TASK DETAILS:
Output the records. Match them exactly.

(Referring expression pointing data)
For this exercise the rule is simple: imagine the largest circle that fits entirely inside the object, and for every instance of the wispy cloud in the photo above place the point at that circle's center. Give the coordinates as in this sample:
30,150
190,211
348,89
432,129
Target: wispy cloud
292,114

COMPLETED EXERCISE:
For this exercise the rule is simple: imagine the largest circle that fits entirely inside the object, and for every instance of the wispy cloud in the photo above place the point at that circle's center. Give the coordinates as in this sample:
30,150
190,211
348,89
432,129
Target: wispy cloud
292,114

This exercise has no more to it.